*Selected extract:*

Back In the Saddle

5 Simple Fit Tips to Make Your Ride More Comfortable

We’ve all been there: it’s the morning after a beautiful 20-mile loop on the local rail-trail; you’re still hearing the whoosh of tires on smooth pavement, feeling the cool relief of a shady, tree-lined stretch. The only thing keeping you from getting right back out for another lap is… your butt. And your lower back. Oh, and your shoulders. Your knees could use a bit of a stretch, too, come to think of it, and oowww your wrists are not moving the way they should quite yet.

Investing 10 minutes in a basic fit assessment can help solve these issues for future rides. If a bike is fit properly, your body is stable, supported and ready to take on more miles with or without a padded saddle. While your local bike shop will always be able to provide the most accurate in-person fine tuning, this five-point quick fit should make a huge difference!

*Task description:*
Carry on the bike-fit article from the end of its second paragraph.

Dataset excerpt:
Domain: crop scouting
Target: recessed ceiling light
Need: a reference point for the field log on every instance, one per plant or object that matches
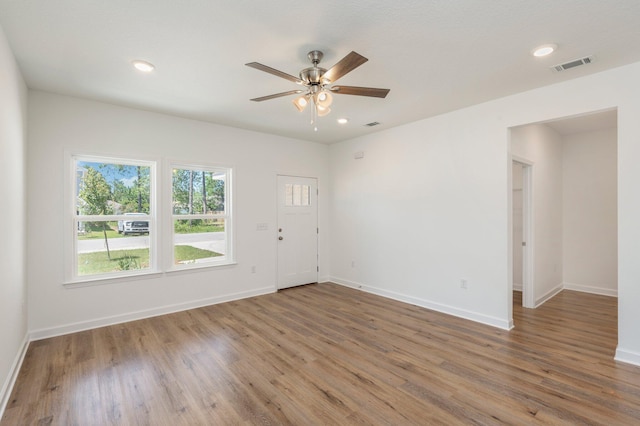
(143, 66)
(544, 50)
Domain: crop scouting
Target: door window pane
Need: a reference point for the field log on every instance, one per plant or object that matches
(296, 195)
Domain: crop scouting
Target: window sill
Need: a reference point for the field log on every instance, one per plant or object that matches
(89, 281)
(194, 267)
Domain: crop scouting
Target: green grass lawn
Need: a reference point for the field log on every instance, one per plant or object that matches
(121, 260)
(94, 231)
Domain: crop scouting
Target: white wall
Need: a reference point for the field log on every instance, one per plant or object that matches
(542, 146)
(13, 313)
(430, 202)
(59, 124)
(590, 215)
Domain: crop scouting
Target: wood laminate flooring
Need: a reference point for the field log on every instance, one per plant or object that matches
(326, 354)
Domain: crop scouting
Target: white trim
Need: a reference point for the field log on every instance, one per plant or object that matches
(45, 333)
(626, 356)
(603, 291)
(228, 216)
(434, 306)
(548, 295)
(8, 385)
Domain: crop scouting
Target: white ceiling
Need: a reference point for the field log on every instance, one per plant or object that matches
(435, 56)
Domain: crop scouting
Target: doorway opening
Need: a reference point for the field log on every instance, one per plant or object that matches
(564, 207)
(523, 243)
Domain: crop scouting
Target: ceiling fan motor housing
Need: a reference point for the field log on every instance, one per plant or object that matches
(312, 75)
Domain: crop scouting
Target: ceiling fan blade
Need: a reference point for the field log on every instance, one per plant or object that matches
(347, 64)
(277, 95)
(360, 91)
(274, 71)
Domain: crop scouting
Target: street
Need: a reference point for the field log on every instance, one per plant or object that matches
(213, 241)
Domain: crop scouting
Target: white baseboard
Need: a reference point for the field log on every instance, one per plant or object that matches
(44, 333)
(603, 291)
(628, 357)
(548, 295)
(434, 306)
(7, 387)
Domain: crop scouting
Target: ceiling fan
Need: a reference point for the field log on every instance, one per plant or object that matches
(318, 83)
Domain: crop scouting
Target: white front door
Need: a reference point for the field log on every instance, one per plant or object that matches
(297, 231)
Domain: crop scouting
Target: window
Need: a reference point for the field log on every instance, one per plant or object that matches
(113, 218)
(115, 229)
(201, 216)
(296, 195)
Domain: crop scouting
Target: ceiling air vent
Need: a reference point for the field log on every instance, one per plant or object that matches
(573, 64)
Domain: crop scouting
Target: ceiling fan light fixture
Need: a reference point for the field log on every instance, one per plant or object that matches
(323, 99)
(300, 103)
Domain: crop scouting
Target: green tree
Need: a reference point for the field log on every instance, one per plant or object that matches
(96, 193)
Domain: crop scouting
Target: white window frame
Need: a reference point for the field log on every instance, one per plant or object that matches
(71, 223)
(169, 232)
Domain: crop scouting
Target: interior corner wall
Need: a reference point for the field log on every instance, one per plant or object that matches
(60, 125)
(428, 204)
(590, 212)
(13, 282)
(518, 223)
(542, 146)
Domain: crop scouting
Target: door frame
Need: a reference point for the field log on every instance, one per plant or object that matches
(295, 175)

*Final result:*
1

Upper Body Angle


Wearing clothes you generally ride in (this doesn’t necessarily mean lycrayour jeans will work just fine!), throw a leg over the top-tube of the bicycle so you’re straddling the frame. You should have a few inches of clearance over the frame, so you’re able to pop off the saddle easily if you need to stop in a hurry. If you have no clearance over the frame, this bike is likely going to be too big to fit properly. Place your hands on the handlebars in a riding position, with your hands able to rest easily on the brakes. If you’re on a bike with drop handlebars, place your hands on the hoods of the brake levers.

Photo by: Thomas Altfather Good | CC BY-ND 2.0

Next, shimmy backwards to lift your sit bones (ok, your butt) onto the saddle. You may need to stand on your tip-toes to do this, or place one foot on a pedal. Direct your eyes forward, and straighten your back. Your body is now making a triangle shape when viewed from the side, with one point at the saddle, one point at the handlebars and one point at your shoulders. If you’re on a hybrid or mountain bike, you’re looking for about a 45-degree angle at your shoulders, allowing for a slight bend in the elbow. If you’re on a road bike, you’re looking for about a 90-degree angle at your shoulders, allowing for the same slight bend.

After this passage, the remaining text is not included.